Work to do: Can you rewrite the material below, swapping "The service" for "The tool" throughout and leaving all else untouched?

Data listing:

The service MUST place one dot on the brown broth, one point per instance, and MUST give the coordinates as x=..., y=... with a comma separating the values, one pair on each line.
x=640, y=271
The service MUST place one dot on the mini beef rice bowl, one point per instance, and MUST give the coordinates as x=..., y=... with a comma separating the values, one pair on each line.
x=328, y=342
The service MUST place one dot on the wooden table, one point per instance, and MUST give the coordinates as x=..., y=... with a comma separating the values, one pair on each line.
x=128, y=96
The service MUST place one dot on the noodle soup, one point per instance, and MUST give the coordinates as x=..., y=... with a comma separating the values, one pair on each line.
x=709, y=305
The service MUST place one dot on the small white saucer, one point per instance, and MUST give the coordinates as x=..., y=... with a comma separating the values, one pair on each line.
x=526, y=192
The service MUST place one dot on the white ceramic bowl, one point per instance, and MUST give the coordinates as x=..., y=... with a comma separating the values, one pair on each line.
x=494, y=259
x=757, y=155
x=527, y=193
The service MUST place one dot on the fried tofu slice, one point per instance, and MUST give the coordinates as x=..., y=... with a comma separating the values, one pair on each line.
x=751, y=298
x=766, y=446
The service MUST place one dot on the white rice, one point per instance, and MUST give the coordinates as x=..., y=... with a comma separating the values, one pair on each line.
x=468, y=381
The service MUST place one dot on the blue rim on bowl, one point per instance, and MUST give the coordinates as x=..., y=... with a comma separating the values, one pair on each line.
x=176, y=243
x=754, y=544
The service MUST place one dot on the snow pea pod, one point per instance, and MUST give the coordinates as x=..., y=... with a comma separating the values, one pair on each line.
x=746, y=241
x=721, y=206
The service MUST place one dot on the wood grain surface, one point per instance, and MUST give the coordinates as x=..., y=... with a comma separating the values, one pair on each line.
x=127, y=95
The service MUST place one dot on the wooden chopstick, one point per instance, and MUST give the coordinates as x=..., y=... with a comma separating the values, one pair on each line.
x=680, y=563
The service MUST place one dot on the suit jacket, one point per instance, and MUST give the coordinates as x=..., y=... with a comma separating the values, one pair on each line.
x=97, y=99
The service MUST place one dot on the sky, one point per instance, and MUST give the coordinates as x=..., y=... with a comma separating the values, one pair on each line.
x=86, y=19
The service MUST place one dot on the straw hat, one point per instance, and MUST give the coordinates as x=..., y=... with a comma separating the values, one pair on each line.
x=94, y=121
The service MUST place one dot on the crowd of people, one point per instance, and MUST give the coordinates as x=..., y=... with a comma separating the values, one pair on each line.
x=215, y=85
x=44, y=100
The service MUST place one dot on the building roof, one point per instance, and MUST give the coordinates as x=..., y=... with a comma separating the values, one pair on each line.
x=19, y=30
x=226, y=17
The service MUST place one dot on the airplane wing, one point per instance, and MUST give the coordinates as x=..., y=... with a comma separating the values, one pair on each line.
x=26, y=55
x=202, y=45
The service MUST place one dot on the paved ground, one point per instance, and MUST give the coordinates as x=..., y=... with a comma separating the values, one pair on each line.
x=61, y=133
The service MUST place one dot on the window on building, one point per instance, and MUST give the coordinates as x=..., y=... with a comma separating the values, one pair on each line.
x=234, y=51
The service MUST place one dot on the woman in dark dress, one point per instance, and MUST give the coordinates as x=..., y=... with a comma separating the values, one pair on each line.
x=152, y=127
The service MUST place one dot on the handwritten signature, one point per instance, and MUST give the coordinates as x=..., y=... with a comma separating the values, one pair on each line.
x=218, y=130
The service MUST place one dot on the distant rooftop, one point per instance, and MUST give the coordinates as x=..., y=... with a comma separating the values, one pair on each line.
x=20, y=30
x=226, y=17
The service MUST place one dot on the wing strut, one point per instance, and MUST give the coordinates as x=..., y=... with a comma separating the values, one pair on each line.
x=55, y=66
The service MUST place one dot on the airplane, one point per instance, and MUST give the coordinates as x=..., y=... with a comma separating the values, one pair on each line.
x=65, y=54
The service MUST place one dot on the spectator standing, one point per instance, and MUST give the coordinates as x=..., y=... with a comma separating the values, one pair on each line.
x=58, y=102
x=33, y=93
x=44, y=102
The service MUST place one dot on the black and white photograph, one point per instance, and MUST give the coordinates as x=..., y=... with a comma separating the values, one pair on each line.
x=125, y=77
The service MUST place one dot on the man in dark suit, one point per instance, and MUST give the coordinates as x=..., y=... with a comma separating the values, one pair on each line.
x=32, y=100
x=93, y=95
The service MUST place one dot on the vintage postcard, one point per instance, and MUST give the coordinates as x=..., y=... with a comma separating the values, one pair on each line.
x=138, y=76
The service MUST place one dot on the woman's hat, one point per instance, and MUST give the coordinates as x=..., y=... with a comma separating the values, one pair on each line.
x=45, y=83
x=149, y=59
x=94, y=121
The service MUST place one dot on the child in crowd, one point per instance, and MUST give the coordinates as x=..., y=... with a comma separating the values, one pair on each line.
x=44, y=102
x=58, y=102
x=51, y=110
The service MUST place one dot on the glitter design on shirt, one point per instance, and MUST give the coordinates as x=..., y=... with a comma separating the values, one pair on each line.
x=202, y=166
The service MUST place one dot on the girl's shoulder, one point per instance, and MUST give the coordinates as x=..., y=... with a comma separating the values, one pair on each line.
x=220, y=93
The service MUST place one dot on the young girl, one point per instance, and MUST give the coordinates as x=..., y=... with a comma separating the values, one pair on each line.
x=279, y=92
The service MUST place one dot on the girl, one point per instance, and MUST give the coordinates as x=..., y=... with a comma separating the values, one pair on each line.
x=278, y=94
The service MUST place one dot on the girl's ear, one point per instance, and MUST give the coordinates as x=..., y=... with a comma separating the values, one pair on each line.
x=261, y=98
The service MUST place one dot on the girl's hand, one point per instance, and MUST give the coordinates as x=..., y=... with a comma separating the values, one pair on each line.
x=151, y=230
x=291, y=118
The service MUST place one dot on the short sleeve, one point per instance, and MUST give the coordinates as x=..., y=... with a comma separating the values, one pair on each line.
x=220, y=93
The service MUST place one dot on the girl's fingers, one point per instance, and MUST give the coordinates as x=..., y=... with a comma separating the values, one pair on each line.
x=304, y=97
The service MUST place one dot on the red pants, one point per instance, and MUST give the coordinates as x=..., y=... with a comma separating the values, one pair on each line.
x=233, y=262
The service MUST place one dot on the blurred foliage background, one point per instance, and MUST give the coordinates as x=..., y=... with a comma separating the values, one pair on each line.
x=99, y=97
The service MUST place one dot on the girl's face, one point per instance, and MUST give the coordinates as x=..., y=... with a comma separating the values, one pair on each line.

Response to this task:
The tool MUST place one dot on the brown broth, one point per instance, and MUST give the coordinates as x=..., y=... with a comma separating the values, one pair on each line.
x=640, y=271
The tool MUST place one dot on the mini beef rice bowl, one point per instance, and MUST give the coordinates as x=..., y=... with a comma separating the values, one pair on each line.
x=328, y=342
The tool MUST place one dot on the wooden table, one point per instance, and MUST give the coordinates as x=..., y=... with a comma separating the values, one pair on each line.
x=128, y=96
The tool MUST place one dot on the noodle soup, one point per instance, and MUST give the coordinates as x=..., y=... with a comma separating the values, one pair on each line.
x=709, y=305
The tool MUST place one dot on the small white saucer, one point per instance, and MUST give the coordinates as x=..., y=... with a comma separating the values, one pair on each line.
x=526, y=192
The tool MUST place one dot on the white ceramic bowl, one point per instance, and MUST give the coordinates as x=..., y=... with a comma separating the values, one pair on each line.
x=494, y=259
x=757, y=155
x=527, y=193
The tool MUST place one dot on the fried tofu slice, one point per instance, and MUST give the coordinates as x=..., y=... with a comma separating the values, one pair on each line.
x=751, y=298
x=766, y=446
The tool MUST place one dot on the white rice, one point per instance, and MUST give the coordinates as x=..., y=... with a comma separating the values, one pair on each line.
x=468, y=381
The tool MUST place one dot on the blue rim on bowl, one point per instance, and MUST give the coordinates as x=..., y=... with a comma separating the values, one pair on each line.
x=176, y=243
x=754, y=544
The tool MUST place one dot on the snow pea pod, one point per instance, and MUST give the coordinates as x=..., y=... with a comma separating the values, one pair on each line.
x=746, y=241
x=721, y=206
The tool MUST place one dot on the wood grain surface, one point per instance, and MUST give the coordinates as x=..., y=... with a comma separating the values, one pair on each line.
x=127, y=95
The tool MUST place one dot on the wooden chopstick, one point per instance, and MUST give the coordinates as x=..., y=... with a comma separating the values, one pair on each line.
x=680, y=563
The tool MUST place one dot on the suit jacket, one point per instance, and MUST give the coordinates as x=..., y=... with a comma separating the values, one pair on each line.
x=97, y=99
The tool MUST place one dot on the sky, one point per instance, and MUST give the coordinates as x=..., y=... with a comma separating the values, one pair on each line.
x=86, y=19
The tool MUST place one dot on the straw hat, one point per instance, and MUST give the coordinates as x=..., y=... with a comma separating the values, one pair on each line.
x=94, y=121
The tool MUST place one dot on the crowd of people, one point per instance, and MUST give the coordinates as x=..., y=... with a comma separating the values, one pair on each line.
x=215, y=85
x=44, y=100
The tool MUST place one dot on the building roof, one point per instance, and MUST give the coordinates as x=..., y=... with a comma separating the values, one pair on each line.
x=19, y=30
x=226, y=17
The tool MUST place one dot on the airplane wing, one point per instance, and MUST give the coordinates as x=..., y=... with a comma separating the values, one pair on each line.
x=26, y=55
x=202, y=45
The tool MUST place one dot on the paved ground, one point per instance, and MUST give the coordinates as x=..., y=... with a comma separating the values, one pair on each line.
x=61, y=133
The tool MUST place one dot on the window on building, one point per instance, and MUST give the coordinates as x=..., y=... with a comma separating the values, one pair on each line.
x=234, y=51
The tool MUST place one dot on the woman in dark dress, one point per instance, and MUST give the coordinates as x=..., y=... with a comma separating the values, one pair on each line.
x=152, y=127
The tool MUST place one dot on the handwritten signature, one point per instance, and MUST give the coordinates as x=..., y=... with a comma separating the values, one pair on each line.
x=218, y=130
The tool MUST place one dot on the distant rooftop, one point per instance, and MUST give the coordinates as x=..., y=... with a comma separating the values, one pair on each line.
x=20, y=30
x=226, y=17
The tool MUST place one dot on the wing strut, one point per instance, and MUST give the coordinates as x=..., y=... with a comma separating the values, one pair on each line.
x=55, y=66
The tool MUST place one dot on the airplane, one point per instance, and MUST give the coordinates as x=..., y=... with a comma separating the values, one pair on each line.
x=65, y=54
The tool MUST place one dot on the spectator standing, one point per instance, and MUST give the coordinates as x=..., y=... with a comma separating the values, one pair on each line.
x=58, y=102
x=33, y=93
x=44, y=102
The tool MUST place one dot on the black and white photograph, one point per instance, and MUST give the coordinates as x=..., y=... with a comma separating the values, one pair on each line.
x=125, y=77
The tool MUST place one dot on the man in dark suit, one point per instance, and MUST give the coordinates as x=..., y=... with a comma separating the values, one pair on each line.
x=32, y=100
x=93, y=95
The tool MUST place one dot on the vintage postcard, one point per instance, and MUST give the coordinates as x=..., y=... with a comma separating the values, one pair on each line.
x=138, y=76
The tool MUST place one dot on the woman's hat, one point per instance, and MUST give the coordinates as x=..., y=... with a comma separating the values, one pair on each line.
x=45, y=83
x=149, y=59
x=94, y=121
The tool MUST place one dot on the child in crowd, one point per instance, and MUST give the coordinates as x=..., y=... with a comma separating the values, one pair on each line.
x=44, y=102
x=58, y=102
x=51, y=110
The tool MUST place one dot on the glitter design on shirt, one point per instance, and MUST give the coordinates as x=..., y=... with a comma separating the values, one pair on each line.
x=202, y=166
The tool MUST place one dot on the girl's shoulder, one point per instance, and MUST give the coordinates as x=..., y=... with a comma separating the values, one pair on each line.
x=220, y=93
The tool MUST place one dot on the young girl, one point per instance, and MUST give the coordinates as x=..., y=... with a comma separating the values, one pair on each line.
x=279, y=92
The tool MUST place one dot on the girl, one point per instance, and MUST give the coordinates as x=..., y=... with a comma separating the values, one pair on each line.
x=278, y=94
The tool MUST place one dot on the girl's ear, one point per instance, and MUST give the coordinates as x=..., y=... with a comma separating the values, one pair on each line.
x=261, y=98
The tool MUST place one dot on the girl's hand, one point per instance, and MUST give the coordinates as x=..., y=... with a comma separating the values, one pair on each line.
x=151, y=230
x=291, y=118
The tool MUST place one dot on the short sleeve, one point per instance, and MUST give the coordinates as x=..., y=... with a comma separating the values, one pair on each line.
x=220, y=93
The tool MUST place one dot on the girl's fingers, one point per instance, and MUST give the coordinates as x=..., y=... with a comma separating the values, one pair on each line.
x=304, y=97
The tool MUST place one dot on the red pants, one point per instance, and MUST give the coordinates as x=..., y=... with a comma separating the values, one pair on each line.
x=233, y=262
The tool MUST place one dot on the blurred foliage background, one point per instance, and MUST give the coordinates as x=..., y=... with a comma separating the values, one pair on each line.
x=99, y=97
The tool MUST place one dot on the girl's face, one point per instance, and MUST give the coordinates as x=..., y=... with a comma separating the values, one pair on each line.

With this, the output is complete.